* Problem 1:
Translate this sentence from the passage about the dinner for Jesus into Spanish: "The dinner was arranged for the conclusion of the Sabbath, sometime after sundown."
* Problem 2:
Answer these questions from the passage about the dinner for Jesus:
(a) Where were the disciples gathering when Jesus said the Son of Man was about to be delivered into the hands of men?
(b) By what name is the man identified whose house Jesus visited with His disciples?
(c) What did the woman who came up to Jesus carry?
* Problem 3:
Pull a section out of the passage about the dinner for Jesus word for word. Begin at the words "The information provided" and stop after "[see JOHN 12:2-8].".
--- Text passage ---
Shortly after this first clear statement of His sacrifice, Jesus again spoke of His pending death. Again, the disciples could not comprehend what He was saying. “As they were gathering in Galilee, Jesus said to [His disciples], ‘The Son of Man is about to be delivered into the hands of men, and they will kill him, and he will be raised on the third day’” [MATTHEW 17:22, 23]. The text continues by noting that, “they were greatly distressed.” They didn’t understand, but the very fact that He spoke of His death disturbed them greatly.

As He approached Jerusalem for the last time during the days of His flesh, Jesus once again spoke of His sacrifice. “As Jesus was going up to Jerusalem, he took the twelve disciples aside, and on the way he said to them, ‘See, we are going up to Jerusalem. And the Son of Man will be delivered over to the chief priests and scribes, and they will condemn him to death and deliver him over to the Gentiles to be mocked and flogged and crucified, and he will be raised on the third day”” [MATTHEW 20:17-19].

This brings us to the text before us today. The Passion of the Master was but days away. He had gone with His disciples to the house of a man identified as Simon the Leper. Simon was a common name in Judah at this time; therefore, we cannot say with certainty who Simon might have been; however, it seems reasonable to conclude that the man had been healed by Jesus. Were this not the case, Jesus and the disciples would have been rendered ritually unclean by entering the house of someone with leprosy, and thus excluded from observing the Passover. Moreover, if Simon’s leprosy was still evident, he would not have been allowed to live near others. Therefore, it seems best to conclude that Jesus had cleansed Simon at some earlier date.

The information provided leads me to conclude that this dinner was hosted by a man whom Jesus had healed; the meal was his way of expressing gratitude for what Jesus had done. He likely knew Lazarus and his sisters, and he must surely have known that Jesus had raised Lazarus from the dead; therefore, he asked that they join in presenting the dinner. The fact that John specifically says that Lazarus “gave a dinner” and that Martha was serving [see JOHN 12:1, 2] would indicate that the four had united to present this meal in honour of Jesus.

The dinner was arranged for the conclusion of the Sabbath, sometime after sundown. Present were Jesus, the twelve disciples, Simon, and Lazarus and his sisters, Martha and Mary. This dinner is mentioned in John’s Gospel [see JOHN 12:2-8].

While they were eating, a woman came up to Jesus with an alabaster flask of expensive ointment. John informs us that it was Mary who anointed the Master [JOHN 12:3]. Moreover, she anointed not only His head, but also his whole body down to His feet.
--- Records supplied ---
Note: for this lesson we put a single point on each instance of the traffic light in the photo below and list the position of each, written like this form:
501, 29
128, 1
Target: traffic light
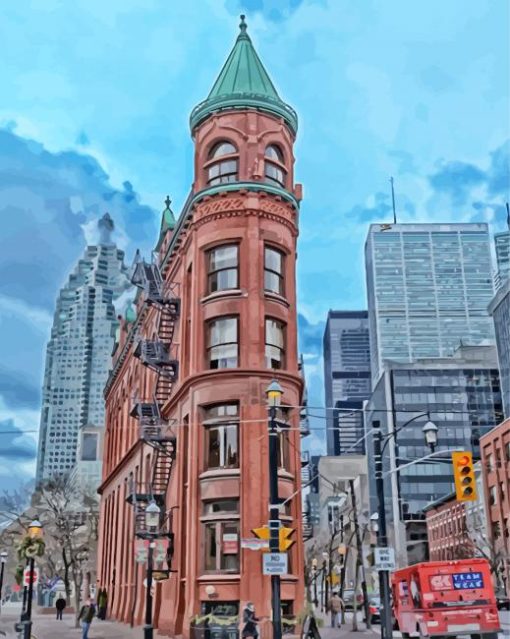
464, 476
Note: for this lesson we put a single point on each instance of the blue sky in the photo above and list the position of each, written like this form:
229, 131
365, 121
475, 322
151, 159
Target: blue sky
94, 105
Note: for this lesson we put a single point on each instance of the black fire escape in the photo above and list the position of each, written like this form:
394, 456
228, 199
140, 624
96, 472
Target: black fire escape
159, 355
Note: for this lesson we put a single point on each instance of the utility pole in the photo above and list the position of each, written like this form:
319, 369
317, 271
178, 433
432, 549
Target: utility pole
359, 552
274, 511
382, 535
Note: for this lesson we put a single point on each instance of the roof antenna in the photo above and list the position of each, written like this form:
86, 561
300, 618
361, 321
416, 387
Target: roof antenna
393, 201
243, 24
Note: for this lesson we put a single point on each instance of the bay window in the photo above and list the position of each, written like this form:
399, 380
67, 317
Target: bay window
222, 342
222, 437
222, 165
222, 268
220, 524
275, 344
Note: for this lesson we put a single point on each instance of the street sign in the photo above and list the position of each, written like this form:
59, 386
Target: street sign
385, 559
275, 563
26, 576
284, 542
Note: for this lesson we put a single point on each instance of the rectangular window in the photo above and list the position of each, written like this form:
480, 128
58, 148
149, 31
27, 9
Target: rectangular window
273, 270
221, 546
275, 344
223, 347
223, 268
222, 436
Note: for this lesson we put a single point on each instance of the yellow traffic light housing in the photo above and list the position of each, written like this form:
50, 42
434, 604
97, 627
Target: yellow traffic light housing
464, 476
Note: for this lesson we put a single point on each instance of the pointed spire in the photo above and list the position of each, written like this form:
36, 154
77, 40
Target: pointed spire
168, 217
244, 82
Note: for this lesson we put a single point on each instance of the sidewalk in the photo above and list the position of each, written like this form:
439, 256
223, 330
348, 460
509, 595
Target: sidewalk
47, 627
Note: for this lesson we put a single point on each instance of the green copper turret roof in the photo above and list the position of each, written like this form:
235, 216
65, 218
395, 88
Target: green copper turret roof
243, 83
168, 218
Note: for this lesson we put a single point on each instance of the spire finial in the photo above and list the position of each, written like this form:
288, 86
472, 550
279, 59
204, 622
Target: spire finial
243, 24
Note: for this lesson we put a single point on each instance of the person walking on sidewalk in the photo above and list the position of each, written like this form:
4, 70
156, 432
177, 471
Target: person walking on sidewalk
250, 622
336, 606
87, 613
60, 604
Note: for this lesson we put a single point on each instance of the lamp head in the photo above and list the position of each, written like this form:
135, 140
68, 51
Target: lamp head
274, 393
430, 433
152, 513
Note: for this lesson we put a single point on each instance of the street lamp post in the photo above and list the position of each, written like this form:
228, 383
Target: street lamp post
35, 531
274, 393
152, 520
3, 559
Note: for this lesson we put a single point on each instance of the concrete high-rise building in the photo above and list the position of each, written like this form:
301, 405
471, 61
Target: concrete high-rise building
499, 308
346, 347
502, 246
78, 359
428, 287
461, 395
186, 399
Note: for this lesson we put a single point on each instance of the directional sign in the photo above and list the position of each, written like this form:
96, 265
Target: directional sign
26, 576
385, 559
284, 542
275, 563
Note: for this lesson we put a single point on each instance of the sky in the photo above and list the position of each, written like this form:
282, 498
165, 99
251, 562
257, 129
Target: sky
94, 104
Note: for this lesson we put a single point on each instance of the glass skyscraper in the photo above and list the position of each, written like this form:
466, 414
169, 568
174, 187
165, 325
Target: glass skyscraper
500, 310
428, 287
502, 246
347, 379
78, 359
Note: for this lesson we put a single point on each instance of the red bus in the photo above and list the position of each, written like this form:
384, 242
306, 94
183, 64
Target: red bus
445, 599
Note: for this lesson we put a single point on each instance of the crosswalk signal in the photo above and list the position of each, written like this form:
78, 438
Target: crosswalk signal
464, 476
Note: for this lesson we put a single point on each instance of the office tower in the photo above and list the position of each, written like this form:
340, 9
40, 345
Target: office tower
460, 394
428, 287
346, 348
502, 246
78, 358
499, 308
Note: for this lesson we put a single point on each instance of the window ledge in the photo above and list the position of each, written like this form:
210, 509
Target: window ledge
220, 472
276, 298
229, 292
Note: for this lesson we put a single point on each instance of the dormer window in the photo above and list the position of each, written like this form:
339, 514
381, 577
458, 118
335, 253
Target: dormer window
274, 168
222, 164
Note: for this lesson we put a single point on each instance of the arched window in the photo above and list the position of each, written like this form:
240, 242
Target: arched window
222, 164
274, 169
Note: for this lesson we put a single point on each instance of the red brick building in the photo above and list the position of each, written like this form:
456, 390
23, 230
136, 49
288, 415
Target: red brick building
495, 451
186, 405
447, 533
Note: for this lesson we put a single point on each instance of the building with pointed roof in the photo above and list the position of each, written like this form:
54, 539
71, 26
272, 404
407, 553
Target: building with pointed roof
---
* Task solution 1:
La cena se organizó para la conclusión del sábado, en algún momento después de la puesta del sol.

* Task solution 2:
(a) In Galilee.
(b) Simon the Leper.
(c) An alabaster flask of expensive ointment.

* Task solution 3:
The information provided leads me to conclude that this dinner was hosted by a man whom Jesus had healed; the meal was his way of expressing gratitude for what Jesus had done. He likely knew Lazarus and his sisters, and he must surely have known that Jesus had raised Lazarus from the dead; therefore, he asked that they join in presenting the dinner. The fact that John specifically says that Lazarus “gave a dinner” and that Martha was serving [see JOHN 12:1, 2] would indicate that the four had united to present this meal in honour of Jesus.

The dinner was arranged for the conclusion of the Sabbath, sometime after sundown. Present were Jesus, the twelve disciples, Simon, and Lazarus and his sisters, Martha and Mary. This dinner is mentioned in John’s Gospel [see JOHN 12:2-8].